## SHORT EXERCISE
Reproduce the lines of the items below verbatim, beginning at the line that contains "on the desert" and continuing through the end of the items. Leave the pictures out of your reproduction.

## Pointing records
--- begin ---

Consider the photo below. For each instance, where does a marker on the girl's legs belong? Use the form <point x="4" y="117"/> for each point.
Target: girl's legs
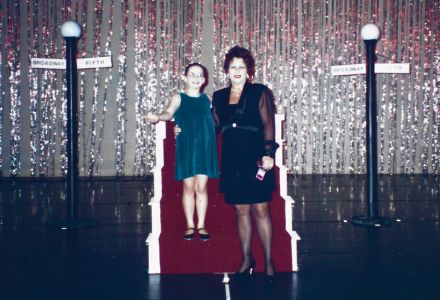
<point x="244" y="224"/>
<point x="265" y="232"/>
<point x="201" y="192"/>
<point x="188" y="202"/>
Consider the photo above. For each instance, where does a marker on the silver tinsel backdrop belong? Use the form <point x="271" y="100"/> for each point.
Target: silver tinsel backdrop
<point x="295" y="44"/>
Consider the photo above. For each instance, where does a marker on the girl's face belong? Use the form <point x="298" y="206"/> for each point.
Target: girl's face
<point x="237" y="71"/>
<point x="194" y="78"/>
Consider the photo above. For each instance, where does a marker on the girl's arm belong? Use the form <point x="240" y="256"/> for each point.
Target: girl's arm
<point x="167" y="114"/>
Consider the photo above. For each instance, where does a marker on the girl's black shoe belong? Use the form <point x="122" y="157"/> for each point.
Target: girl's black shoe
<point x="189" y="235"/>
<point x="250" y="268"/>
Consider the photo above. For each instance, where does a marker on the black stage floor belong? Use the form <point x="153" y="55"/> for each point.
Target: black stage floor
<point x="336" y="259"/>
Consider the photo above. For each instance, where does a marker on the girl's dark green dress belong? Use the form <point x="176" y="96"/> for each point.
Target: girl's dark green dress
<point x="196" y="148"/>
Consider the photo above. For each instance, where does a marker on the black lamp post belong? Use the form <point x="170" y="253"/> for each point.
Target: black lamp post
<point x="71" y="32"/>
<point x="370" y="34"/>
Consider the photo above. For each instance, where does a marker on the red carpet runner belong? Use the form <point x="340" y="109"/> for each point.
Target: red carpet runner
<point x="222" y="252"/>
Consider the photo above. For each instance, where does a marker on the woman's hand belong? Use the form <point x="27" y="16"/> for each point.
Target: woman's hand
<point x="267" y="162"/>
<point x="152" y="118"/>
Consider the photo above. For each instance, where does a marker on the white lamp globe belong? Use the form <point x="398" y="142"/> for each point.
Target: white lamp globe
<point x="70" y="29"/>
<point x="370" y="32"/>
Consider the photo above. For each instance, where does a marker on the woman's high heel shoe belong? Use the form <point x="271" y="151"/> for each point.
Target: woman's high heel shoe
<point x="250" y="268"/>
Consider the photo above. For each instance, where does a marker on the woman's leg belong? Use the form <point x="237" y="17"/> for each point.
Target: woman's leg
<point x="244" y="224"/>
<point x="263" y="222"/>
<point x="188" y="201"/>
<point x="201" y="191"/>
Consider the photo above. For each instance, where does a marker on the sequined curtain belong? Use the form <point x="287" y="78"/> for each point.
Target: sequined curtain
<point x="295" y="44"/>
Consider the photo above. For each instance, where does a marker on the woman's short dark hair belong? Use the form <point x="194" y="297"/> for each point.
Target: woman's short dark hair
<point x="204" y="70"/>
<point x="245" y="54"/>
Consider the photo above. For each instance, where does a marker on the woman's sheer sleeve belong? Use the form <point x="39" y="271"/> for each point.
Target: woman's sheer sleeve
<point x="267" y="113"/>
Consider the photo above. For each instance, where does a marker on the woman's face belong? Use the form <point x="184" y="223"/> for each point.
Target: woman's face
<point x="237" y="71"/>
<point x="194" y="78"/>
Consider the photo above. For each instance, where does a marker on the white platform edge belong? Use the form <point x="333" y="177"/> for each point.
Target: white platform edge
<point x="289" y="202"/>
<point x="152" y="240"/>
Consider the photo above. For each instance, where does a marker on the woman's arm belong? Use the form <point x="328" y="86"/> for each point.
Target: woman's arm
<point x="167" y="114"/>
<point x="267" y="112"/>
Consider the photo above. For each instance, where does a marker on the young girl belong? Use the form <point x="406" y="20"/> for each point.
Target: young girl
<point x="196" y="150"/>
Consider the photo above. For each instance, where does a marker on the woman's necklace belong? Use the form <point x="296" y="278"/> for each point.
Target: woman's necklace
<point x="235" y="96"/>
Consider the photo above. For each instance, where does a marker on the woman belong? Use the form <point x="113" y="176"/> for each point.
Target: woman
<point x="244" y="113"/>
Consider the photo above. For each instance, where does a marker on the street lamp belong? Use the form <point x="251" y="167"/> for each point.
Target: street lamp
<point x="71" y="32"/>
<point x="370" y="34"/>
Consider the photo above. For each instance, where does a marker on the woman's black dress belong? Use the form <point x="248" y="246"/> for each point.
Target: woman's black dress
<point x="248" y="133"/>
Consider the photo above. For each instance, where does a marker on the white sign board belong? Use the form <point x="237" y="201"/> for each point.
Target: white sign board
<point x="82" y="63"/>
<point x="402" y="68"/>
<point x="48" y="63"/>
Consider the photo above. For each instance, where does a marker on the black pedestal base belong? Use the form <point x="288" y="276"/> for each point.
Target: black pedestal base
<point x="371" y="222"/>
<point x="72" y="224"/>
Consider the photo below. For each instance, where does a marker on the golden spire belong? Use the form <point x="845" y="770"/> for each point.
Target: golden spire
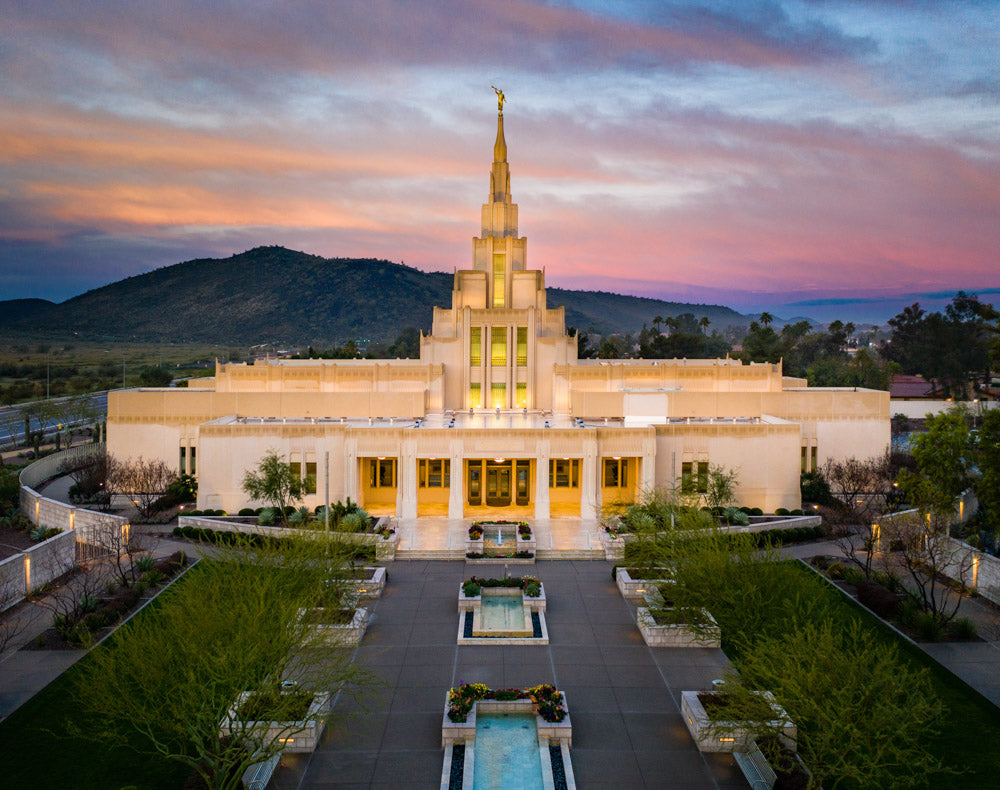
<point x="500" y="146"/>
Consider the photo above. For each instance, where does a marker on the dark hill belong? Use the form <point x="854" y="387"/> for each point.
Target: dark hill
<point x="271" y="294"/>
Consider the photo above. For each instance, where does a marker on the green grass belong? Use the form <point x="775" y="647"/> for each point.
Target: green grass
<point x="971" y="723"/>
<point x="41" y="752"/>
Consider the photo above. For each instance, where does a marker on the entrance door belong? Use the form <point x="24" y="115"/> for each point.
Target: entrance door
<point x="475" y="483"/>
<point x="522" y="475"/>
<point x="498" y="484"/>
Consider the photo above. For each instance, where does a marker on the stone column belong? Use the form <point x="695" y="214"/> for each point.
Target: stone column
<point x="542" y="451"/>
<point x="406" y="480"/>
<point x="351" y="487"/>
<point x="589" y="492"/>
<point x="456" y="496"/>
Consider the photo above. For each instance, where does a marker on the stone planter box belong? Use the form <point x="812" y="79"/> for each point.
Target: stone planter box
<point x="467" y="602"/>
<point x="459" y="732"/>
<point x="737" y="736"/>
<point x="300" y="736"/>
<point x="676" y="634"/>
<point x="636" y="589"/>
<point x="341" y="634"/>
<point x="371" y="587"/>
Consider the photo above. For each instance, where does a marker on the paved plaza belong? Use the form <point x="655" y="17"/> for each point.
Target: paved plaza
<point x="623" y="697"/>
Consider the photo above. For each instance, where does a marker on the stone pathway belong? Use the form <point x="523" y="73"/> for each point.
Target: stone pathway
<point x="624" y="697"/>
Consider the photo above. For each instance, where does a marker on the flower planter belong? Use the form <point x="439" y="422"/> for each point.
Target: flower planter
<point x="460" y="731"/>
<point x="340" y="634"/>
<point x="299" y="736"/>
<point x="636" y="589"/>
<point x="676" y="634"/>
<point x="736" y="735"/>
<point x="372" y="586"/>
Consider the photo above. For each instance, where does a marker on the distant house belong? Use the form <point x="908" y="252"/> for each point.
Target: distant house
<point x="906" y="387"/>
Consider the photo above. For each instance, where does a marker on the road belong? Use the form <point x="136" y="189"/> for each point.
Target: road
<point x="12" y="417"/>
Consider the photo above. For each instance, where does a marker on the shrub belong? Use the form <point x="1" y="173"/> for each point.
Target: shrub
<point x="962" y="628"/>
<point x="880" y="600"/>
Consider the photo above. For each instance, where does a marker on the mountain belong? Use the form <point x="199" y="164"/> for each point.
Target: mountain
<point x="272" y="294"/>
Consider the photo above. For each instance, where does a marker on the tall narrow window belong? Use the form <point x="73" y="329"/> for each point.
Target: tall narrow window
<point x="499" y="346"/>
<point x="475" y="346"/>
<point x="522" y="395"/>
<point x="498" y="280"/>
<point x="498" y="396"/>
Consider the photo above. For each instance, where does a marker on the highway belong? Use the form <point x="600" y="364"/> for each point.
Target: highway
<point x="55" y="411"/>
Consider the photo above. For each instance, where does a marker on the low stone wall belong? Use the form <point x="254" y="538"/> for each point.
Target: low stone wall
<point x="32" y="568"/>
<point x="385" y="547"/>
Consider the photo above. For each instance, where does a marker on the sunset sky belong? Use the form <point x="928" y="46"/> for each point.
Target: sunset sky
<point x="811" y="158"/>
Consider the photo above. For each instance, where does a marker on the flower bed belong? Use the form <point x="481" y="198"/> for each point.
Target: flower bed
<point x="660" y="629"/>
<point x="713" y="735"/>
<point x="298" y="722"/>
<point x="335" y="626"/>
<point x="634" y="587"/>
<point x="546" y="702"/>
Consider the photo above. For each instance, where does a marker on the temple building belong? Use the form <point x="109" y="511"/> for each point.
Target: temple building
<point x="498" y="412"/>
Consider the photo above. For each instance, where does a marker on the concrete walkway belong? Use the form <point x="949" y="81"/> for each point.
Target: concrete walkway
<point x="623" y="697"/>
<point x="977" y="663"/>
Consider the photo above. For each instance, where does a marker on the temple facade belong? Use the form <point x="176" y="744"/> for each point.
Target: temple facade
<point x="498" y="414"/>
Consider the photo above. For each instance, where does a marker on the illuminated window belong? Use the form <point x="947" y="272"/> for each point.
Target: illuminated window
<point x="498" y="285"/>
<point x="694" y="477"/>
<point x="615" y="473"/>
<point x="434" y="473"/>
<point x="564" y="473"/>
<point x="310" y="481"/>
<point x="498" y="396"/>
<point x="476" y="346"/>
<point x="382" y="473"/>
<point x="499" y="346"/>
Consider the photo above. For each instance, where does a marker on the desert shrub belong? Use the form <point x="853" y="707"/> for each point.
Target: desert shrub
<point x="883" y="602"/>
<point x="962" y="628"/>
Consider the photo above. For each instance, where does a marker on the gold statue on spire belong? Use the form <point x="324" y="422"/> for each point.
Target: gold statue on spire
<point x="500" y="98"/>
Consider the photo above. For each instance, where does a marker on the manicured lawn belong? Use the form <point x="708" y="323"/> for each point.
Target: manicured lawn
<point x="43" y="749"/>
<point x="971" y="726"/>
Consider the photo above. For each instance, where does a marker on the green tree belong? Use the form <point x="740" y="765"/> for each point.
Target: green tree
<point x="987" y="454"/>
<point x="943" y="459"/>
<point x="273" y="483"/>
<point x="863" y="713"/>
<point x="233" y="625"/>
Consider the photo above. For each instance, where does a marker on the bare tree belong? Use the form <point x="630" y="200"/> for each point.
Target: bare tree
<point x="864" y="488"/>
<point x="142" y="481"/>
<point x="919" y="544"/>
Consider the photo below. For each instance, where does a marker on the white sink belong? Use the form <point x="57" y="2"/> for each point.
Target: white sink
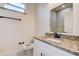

--- end ---

## CORRECT ANSWER
Consider the photo above. For each instance, where does a marker on the desert shrub belong? Use the form <point x="853" y="707"/> for each point.
Target: desert shrub
<point x="883" y="602"/>
<point x="962" y="628"/>
Consider the photo above. For each instance, where does a marker on the gold statue on spire belong? Use the form <point x="324" y="422"/> for each point.
Target: gold statue on spire
<point x="500" y="98"/>
Consider the photo above. For each instance, where does a marker on the manicured lawn belong? Use the form <point x="708" y="323"/> for each point.
Target: manicured lawn
<point x="43" y="749"/>
<point x="971" y="726"/>
Consider the photo above. For each instance, where does a marker on the green tree belong? Use the form <point x="740" y="765"/> for each point.
Target: green tree
<point x="987" y="454"/>
<point x="943" y="459"/>
<point x="273" y="483"/>
<point x="863" y="713"/>
<point x="233" y="625"/>
Consider the photo above. For each instance, where does a marker on the bare tree belong? Use the form <point x="630" y="200"/> for each point.
Target: bare tree
<point x="864" y="488"/>
<point x="142" y="481"/>
<point x="919" y="544"/>
Consider the photo below. For each instance, where does a marker on the white sink belong? Use the form <point x="57" y="2"/> for each point.
Target: white sink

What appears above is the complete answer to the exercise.